PASSAGE EXTRAIT:
+===+
Le paiement des services de la dette est ajourné pour l’Afrique. Une mesure satisfaisante, selon l’économiste Tidiane Thiam, qui craint toutefois une facture salée en 2021.
Le G20 a approuvé le moratoire visant à suspendre le remboursement des services de la dette africaine, autrement dit les intérêts. Un moyen rapide, selon le Franco-ivoirien Tidiane Thiam, pour les Etats de disposer de liquidités en faveur de la lutte contre la pandémie. ‘’Les gouvernements auront immédiatement des ressources et pourront mettre de l’argent sur le terrain au profit des populations, plutôt que d’attendre des décaissements qui mettront des semaines à arriver. On parle de 44 milliards de dollars d’économie qui serviront à des dépenses dans le domaine de la santé. L’Afrique doit tout faire pour éviter un grand nombre de malades, tester, dépister, identifier les cas contacts, les isoler et les traiter’’, a-t-il hier déclaré sur les ondes de RFI.
+===+
SEGMENT DE DONNÉES:
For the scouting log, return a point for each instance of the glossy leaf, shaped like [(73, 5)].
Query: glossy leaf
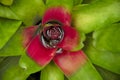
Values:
+===+
CONSIGNES:
1: Indiquez si les affirmations suivantes concordent avec le texte sur le moratoire de la dette africaine, en répondant par oui ou par non et en citant exactement les mots du texte qui tranchent. (a) Le moratoire approuvé par le G20 porte sur les intérêts de la dette africaine. (b) Tidiane Thiam estime que la mesure ne présente aucun risque pour l'avenir. (c) Selon Tidiane Thiam, l'économie réalisée atteint 44 milliards de dollars.
2: Rédigez la suite du texte sur le moratoire de la dette africaine, après sa dernière phrase.

CORRIGÉ DE L'EXERCICE:
1:
(a) Oui : « Le G20 a approuvé le moratoire visant à suspendre le remboursement des services de la dette africaine, autrement dit les intérêts ».
(b) Non : « qui craint toutefois une facture salée en 2021 ».
(c) Oui : « On parle de 44 milliards de dollars d’économie ».

2:
L’ancien ministre ivoirien du Plan est, en effet, l’un des quatre envoyés spéciaux (avec Dr Ngozi Okonjo-Iweala, Dr Donald Kaberuka et Trevor Manuel) nommés par l’Union africaine pour mobiliser et coordonner l’aide internationale à destination de l’Afrique. S’il admet que ce moratoire est un ‘’ballon d’oxygène’’, l’annulation de la dette africaine, par contre, est, de son point de vue, peu probable.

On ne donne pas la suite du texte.